#### DESCRIPTION OF THE TASK
Within the entries below, the lines from the one with "Wildlife-survey input: mark every instance of the blue patterned" through the one with "Wildlife-survey input: mark every instance of the desk" are to be set down exactly, both ends kept.

[Data entries]
◇ ◇ ◇ ◇ ◇ ◇ ◇
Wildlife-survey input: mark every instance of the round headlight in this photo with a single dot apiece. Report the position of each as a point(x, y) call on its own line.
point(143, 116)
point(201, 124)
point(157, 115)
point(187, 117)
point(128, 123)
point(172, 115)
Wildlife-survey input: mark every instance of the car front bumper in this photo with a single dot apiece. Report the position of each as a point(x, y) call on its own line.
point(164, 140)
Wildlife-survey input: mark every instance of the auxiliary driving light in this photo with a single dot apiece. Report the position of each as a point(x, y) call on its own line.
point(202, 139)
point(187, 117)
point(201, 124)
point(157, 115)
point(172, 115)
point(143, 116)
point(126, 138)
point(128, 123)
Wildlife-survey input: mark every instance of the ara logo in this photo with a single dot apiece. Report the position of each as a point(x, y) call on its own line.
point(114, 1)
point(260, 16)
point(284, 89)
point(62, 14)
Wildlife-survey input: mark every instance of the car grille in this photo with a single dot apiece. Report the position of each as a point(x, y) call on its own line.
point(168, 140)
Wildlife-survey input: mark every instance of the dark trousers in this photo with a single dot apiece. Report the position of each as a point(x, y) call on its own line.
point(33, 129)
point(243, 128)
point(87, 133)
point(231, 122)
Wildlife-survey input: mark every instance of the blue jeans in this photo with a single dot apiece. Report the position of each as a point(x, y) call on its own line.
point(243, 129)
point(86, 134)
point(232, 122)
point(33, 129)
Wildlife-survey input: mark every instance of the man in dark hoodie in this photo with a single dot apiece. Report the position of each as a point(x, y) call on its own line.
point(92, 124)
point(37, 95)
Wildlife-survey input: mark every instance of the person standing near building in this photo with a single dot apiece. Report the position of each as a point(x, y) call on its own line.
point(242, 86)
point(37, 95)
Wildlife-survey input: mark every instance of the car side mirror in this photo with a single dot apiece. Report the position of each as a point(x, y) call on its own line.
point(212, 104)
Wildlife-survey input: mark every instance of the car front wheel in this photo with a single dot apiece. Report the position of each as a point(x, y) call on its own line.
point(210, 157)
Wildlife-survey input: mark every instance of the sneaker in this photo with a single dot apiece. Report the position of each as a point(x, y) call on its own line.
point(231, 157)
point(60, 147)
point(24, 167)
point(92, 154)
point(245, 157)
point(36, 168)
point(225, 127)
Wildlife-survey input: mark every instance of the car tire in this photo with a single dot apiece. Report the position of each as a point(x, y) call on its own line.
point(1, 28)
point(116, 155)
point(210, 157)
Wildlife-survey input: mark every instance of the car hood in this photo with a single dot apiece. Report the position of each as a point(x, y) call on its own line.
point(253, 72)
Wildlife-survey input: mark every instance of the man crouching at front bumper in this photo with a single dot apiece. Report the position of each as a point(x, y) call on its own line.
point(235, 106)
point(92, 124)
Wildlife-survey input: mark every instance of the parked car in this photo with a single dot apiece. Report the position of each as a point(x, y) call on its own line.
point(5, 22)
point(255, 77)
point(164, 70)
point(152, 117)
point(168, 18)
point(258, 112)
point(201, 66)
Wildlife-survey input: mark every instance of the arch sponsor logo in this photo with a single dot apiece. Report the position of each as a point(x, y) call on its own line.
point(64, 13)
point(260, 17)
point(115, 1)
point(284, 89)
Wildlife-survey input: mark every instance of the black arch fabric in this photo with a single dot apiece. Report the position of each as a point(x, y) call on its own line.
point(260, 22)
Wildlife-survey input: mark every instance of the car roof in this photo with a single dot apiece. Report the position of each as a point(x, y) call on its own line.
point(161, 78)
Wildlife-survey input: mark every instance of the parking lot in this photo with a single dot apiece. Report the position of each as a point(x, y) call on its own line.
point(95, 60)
◇ ◇ ◇ ◇ ◇ ◇ ◇
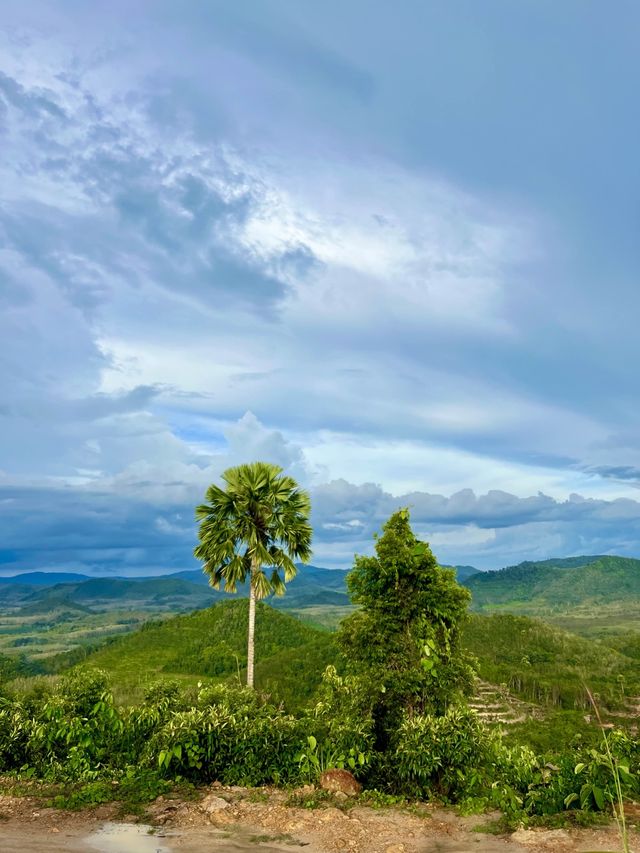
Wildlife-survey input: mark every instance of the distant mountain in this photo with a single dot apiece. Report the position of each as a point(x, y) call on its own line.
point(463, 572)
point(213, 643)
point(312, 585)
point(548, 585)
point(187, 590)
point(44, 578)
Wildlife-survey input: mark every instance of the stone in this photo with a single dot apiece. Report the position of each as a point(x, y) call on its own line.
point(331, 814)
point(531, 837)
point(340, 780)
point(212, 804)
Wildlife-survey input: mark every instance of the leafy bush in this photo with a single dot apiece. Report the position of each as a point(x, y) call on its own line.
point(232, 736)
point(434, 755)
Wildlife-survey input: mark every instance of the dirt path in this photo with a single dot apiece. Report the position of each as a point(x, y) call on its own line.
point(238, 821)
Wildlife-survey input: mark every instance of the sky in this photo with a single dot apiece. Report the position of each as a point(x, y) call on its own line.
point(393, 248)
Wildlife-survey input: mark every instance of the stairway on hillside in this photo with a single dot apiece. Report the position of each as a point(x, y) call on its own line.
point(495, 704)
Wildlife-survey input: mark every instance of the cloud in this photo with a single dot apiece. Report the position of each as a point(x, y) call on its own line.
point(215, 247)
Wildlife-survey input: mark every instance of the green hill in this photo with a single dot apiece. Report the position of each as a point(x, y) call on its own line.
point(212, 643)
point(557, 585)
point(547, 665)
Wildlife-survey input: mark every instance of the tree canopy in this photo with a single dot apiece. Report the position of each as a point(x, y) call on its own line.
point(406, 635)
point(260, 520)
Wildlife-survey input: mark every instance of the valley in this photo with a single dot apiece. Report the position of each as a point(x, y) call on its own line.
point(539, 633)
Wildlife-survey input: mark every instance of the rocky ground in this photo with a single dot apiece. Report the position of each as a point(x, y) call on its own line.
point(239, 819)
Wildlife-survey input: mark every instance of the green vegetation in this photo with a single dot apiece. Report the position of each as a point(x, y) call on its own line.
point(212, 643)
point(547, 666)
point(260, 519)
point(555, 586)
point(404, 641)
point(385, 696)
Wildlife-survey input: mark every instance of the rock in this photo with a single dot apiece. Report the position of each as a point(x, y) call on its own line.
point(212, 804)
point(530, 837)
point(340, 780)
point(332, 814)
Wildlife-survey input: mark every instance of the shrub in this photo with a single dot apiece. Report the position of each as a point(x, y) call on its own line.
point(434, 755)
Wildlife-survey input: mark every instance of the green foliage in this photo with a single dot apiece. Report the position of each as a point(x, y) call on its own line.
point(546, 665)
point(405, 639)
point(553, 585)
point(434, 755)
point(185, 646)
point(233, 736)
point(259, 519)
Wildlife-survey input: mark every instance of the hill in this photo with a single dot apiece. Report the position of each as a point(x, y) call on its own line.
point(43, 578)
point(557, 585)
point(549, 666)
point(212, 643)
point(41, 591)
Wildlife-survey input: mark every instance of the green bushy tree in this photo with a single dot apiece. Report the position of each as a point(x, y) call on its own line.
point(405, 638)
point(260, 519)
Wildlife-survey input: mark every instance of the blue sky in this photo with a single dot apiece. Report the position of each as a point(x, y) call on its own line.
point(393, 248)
◇ ◇ ◇ ◇ ◇ ◇ ◇
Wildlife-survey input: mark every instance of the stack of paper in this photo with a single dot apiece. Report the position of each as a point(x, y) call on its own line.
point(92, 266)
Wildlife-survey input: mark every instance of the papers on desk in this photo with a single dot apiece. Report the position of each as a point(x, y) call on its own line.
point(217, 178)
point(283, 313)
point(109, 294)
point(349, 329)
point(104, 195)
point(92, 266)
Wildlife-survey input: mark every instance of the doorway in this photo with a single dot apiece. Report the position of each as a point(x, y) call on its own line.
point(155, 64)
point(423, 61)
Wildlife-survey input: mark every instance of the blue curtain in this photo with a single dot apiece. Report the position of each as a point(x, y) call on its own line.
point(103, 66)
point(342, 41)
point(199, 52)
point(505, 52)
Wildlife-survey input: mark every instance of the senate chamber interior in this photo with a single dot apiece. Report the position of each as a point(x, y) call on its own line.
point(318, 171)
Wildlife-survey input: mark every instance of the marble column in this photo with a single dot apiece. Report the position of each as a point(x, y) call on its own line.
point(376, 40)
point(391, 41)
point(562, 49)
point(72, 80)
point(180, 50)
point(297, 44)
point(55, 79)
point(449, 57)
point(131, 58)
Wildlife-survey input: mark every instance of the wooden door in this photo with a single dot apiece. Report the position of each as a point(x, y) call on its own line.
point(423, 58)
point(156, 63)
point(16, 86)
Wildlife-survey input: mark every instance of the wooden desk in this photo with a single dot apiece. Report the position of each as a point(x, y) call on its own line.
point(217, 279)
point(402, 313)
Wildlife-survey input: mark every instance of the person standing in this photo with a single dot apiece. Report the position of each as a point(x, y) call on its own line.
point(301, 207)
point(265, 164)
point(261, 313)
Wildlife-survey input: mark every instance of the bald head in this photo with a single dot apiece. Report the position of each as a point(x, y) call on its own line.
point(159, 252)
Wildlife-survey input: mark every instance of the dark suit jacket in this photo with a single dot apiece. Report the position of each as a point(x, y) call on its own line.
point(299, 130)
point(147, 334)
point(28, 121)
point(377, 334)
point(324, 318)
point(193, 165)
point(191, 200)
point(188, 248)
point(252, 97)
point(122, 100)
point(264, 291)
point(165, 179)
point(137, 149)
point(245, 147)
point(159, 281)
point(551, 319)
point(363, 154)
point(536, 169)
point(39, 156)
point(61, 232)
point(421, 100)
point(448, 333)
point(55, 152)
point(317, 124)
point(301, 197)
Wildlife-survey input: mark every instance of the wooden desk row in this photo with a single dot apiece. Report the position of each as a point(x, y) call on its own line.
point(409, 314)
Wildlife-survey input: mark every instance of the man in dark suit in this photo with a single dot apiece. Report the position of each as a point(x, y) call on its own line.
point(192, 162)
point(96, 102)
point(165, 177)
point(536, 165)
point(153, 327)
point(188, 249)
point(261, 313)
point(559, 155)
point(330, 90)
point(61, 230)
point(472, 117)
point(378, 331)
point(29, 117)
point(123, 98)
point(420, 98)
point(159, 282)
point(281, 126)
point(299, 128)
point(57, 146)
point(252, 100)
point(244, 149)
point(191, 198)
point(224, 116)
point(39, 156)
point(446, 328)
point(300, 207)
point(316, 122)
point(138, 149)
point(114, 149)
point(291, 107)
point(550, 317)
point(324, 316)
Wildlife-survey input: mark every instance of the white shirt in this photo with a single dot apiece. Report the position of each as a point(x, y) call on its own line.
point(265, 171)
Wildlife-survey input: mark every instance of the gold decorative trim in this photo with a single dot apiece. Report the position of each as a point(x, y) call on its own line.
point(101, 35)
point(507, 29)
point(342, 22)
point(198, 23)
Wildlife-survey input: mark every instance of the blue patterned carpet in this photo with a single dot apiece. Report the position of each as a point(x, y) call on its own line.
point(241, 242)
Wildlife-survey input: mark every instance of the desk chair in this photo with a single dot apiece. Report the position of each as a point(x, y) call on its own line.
◇ ◇ ◇ ◇ ◇ ◇ ◇
#### COMPLETED TASK
Wildlife-survey input: mark every instance of the blue patterned carpet in this photo with a single dot apiece. Report the position of each as a point(x, y) call on its own line.
point(241, 242)
Wildlife-survey input: mark every instance of the desk chair in this photo with a single dot apiece. Report the position of each as a point(x, y) call on its own line.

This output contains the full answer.